[Pointing records for named objects]
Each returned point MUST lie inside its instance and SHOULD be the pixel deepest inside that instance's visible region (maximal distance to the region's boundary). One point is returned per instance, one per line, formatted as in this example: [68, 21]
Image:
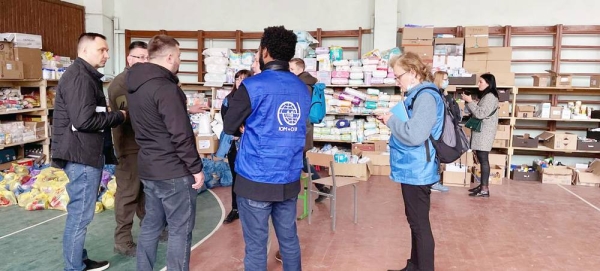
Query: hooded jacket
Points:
[157, 108]
[309, 81]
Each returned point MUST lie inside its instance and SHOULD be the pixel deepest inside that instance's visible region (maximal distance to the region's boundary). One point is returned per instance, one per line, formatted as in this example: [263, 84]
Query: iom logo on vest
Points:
[288, 116]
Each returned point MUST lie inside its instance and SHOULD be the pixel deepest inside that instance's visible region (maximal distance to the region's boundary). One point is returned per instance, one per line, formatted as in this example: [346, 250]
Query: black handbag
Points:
[475, 124]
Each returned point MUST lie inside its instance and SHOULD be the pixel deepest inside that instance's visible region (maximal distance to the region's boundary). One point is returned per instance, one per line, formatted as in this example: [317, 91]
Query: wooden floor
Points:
[522, 226]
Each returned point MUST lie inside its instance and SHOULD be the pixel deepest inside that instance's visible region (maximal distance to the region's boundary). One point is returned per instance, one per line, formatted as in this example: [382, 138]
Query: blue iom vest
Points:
[409, 163]
[275, 132]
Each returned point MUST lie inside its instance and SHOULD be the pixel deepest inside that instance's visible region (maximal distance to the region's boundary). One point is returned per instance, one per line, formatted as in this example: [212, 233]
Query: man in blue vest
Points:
[273, 106]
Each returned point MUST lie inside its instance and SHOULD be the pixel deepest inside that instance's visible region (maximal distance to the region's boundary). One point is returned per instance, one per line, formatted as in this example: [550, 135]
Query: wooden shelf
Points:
[16, 112]
[546, 149]
[22, 143]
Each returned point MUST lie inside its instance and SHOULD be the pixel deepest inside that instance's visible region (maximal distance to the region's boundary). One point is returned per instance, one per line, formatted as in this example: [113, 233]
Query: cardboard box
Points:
[381, 145]
[504, 109]
[475, 66]
[449, 46]
[470, 56]
[465, 159]
[11, 70]
[6, 51]
[541, 80]
[559, 141]
[23, 40]
[417, 33]
[465, 81]
[358, 148]
[542, 110]
[595, 81]
[378, 158]
[425, 52]
[555, 112]
[503, 132]
[500, 143]
[525, 141]
[525, 176]
[560, 79]
[382, 170]
[207, 144]
[500, 53]
[557, 175]
[362, 172]
[498, 66]
[525, 111]
[504, 95]
[478, 42]
[476, 31]
[588, 145]
[505, 78]
[32, 62]
[428, 42]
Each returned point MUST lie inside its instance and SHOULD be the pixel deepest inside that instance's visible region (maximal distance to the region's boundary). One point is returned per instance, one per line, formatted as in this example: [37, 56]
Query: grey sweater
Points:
[483, 141]
[417, 129]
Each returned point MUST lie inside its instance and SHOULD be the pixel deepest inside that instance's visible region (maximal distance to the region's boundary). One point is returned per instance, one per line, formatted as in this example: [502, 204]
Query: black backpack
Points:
[453, 141]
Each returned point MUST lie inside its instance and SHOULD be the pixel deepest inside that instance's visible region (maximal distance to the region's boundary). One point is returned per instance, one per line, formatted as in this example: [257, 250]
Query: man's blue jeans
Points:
[170, 202]
[84, 182]
[254, 216]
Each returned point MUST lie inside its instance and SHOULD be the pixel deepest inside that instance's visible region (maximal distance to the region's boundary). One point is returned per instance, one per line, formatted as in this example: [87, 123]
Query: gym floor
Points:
[522, 226]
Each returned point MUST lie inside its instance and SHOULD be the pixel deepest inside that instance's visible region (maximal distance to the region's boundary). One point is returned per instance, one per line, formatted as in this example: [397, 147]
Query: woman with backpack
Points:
[486, 112]
[412, 154]
[231, 149]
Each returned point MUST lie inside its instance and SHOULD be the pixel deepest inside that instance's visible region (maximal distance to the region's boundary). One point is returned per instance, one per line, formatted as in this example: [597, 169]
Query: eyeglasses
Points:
[140, 57]
[400, 76]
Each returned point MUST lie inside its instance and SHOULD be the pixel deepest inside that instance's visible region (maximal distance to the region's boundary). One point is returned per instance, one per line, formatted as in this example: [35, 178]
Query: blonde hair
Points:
[438, 78]
[412, 62]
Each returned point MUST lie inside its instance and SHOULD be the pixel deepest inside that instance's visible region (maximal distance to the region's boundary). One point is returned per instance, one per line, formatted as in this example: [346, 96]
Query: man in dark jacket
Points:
[129, 199]
[273, 107]
[297, 67]
[169, 165]
[81, 143]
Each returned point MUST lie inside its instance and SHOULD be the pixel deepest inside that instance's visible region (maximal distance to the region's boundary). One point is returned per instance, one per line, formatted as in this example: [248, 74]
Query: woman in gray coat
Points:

§ **Task to complete**: Please reproduce, unchanged, the part of the records that opens with the line containing "example: [248, 74]" and closes at the end of the records.

§ **Task response**:
Each returned point MUST lie inside its instance and SHOULD be the pixel deepest inside that instance's visible region (maximal distance to the region's boundary). One point is returned per instance, one per line, formatted as in this example: [248, 74]
Query: woman in gray coat
Points:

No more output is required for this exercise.